> [PROBLEM STATEMENT] Copy out the material word for word, from its first line through the line containing "[677,445,819,643]", and include both of these end lines.

> [EXERCISE INPUTS]
* * * * * * *

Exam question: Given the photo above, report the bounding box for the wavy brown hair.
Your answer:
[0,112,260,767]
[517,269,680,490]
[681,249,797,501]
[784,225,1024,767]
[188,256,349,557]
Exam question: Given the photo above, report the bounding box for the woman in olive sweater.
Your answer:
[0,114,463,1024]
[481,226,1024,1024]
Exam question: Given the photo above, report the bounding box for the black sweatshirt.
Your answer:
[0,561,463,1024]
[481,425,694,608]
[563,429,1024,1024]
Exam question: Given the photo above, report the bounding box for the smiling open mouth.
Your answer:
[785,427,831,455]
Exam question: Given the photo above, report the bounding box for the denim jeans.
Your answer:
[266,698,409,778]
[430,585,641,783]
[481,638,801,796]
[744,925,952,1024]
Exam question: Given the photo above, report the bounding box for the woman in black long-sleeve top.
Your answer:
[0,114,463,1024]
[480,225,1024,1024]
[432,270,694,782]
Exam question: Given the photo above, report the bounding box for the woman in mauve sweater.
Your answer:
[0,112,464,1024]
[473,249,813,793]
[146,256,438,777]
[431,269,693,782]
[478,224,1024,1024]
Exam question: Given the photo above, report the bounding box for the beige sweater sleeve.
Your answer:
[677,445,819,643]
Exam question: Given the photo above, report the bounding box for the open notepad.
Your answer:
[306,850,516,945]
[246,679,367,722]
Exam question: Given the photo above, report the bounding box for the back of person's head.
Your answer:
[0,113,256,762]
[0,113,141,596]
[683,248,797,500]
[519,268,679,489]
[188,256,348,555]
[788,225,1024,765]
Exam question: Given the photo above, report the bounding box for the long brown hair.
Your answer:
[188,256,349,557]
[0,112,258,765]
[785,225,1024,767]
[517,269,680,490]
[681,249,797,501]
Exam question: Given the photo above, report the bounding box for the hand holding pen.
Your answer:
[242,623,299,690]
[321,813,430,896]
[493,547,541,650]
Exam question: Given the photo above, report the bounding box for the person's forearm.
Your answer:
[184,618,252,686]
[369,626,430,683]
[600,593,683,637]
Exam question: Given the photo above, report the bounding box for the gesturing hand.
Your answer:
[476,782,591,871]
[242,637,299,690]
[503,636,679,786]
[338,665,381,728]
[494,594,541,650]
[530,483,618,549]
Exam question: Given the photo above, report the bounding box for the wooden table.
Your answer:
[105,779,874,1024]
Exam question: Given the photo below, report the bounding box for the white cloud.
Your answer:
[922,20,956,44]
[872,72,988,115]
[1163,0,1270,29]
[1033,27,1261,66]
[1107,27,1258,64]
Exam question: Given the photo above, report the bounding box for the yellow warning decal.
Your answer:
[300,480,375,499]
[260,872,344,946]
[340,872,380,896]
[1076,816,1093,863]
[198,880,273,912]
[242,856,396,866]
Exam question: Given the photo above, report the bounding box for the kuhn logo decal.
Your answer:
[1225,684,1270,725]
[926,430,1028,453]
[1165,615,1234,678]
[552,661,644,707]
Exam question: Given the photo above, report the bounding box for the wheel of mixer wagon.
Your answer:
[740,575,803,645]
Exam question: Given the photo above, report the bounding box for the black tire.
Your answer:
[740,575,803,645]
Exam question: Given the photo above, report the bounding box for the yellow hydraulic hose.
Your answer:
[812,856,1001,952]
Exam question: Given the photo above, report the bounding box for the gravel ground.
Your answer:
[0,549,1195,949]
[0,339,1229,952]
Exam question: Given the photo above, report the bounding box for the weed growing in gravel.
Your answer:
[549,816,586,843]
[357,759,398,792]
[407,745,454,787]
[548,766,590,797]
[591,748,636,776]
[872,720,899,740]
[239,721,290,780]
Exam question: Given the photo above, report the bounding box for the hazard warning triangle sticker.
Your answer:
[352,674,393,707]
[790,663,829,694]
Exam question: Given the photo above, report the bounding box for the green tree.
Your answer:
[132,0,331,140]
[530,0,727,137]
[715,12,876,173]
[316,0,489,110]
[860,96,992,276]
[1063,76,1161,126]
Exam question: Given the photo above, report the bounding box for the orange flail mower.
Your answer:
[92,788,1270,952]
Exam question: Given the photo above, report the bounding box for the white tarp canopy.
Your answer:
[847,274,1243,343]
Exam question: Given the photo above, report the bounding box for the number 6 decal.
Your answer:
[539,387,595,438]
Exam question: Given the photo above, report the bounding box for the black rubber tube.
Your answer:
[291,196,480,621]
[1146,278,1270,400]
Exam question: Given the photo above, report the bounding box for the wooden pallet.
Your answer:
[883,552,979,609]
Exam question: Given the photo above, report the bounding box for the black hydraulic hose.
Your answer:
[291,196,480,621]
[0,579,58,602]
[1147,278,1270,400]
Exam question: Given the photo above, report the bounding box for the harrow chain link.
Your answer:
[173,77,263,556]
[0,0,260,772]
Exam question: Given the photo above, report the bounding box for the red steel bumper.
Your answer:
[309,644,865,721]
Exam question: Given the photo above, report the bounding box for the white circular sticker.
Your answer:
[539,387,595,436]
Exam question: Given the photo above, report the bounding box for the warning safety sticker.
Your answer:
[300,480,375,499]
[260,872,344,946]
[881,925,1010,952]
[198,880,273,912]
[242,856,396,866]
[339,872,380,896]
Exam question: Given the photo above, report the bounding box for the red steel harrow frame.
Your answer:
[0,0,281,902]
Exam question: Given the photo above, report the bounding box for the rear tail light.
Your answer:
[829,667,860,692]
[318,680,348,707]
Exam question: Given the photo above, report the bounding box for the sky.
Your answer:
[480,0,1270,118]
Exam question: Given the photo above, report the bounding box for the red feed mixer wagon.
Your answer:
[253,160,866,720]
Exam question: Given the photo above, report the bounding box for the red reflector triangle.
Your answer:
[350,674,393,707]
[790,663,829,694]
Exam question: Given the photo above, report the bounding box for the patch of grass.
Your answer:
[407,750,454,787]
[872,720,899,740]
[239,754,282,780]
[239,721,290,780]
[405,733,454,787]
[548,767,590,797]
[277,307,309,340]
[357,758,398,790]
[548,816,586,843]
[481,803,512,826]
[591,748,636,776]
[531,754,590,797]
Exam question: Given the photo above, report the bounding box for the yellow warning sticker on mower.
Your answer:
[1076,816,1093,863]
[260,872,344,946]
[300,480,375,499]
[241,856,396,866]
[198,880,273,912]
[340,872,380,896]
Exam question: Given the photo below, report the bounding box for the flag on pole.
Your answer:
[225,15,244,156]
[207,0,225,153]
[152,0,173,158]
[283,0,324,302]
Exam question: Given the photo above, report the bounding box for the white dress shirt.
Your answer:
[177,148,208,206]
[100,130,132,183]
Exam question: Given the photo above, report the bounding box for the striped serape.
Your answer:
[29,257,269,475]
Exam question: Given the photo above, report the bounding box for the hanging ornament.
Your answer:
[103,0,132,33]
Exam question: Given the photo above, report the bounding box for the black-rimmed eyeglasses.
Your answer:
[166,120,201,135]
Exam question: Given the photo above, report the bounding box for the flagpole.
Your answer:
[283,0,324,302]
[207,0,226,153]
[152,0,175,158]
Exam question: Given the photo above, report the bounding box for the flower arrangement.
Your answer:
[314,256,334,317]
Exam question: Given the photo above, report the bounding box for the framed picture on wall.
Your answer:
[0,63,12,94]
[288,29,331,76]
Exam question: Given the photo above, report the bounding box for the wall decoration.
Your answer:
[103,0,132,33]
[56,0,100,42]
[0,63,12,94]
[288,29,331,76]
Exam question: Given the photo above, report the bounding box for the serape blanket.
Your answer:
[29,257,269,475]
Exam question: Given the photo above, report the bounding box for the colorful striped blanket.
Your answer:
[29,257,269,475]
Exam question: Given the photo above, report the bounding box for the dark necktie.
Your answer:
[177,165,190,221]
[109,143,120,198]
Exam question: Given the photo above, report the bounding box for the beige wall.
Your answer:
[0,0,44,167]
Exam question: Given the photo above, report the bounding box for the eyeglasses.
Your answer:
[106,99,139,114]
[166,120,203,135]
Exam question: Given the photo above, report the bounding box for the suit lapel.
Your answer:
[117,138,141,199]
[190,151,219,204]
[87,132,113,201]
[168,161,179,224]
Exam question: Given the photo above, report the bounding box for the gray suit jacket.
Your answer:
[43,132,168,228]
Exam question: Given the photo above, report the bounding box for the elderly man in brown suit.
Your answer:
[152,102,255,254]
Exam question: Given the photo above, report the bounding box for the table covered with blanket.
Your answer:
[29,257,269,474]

* * * * * * *

> [TASK RESULT]
Exam question: Given the photo above, report the bounding box for the wavy brown hair.
Your answer:
[0,112,260,767]
[517,269,680,490]
[681,249,797,501]
[784,225,1024,767]
[188,256,349,557]
Exam question: Given the photo above, report the bounding box for the woman in olive sweater.
Your answer:
[0,114,463,1024]
[481,226,1024,1024]
Exam question: Given the photo above, report the bounding box for the black sweatshirt.
Your answer:
[0,561,463,1024]
[481,425,694,608]
[563,429,1024,1024]
Exam question: Given the photo above, report the bounding box for the smiling open mouth.
Your answer:
[785,427,831,455]
Exam question: Given the photo above, report the bounding box for the denim jeans.
Your answer:
[266,698,409,778]
[430,585,641,783]
[481,638,801,796]
[744,925,952,1024]
Exam question: Given the photo above, report the bounding box for the woman in black long-sleeve top.
Your answer:
[0,114,463,1024]
[480,225,1024,1024]
[432,270,694,782]
Exam question: Given the photo above, report the bounding box for the woman in mauve sweater.
Your answer:
[0,112,464,1024]
[473,249,813,793]
[146,256,438,777]
[431,269,693,782]
[478,224,1024,1024]
Exam question: Given the photo above, report the bounding box for the beige sweater sleeve.
Your answer:
[677,445,819,643]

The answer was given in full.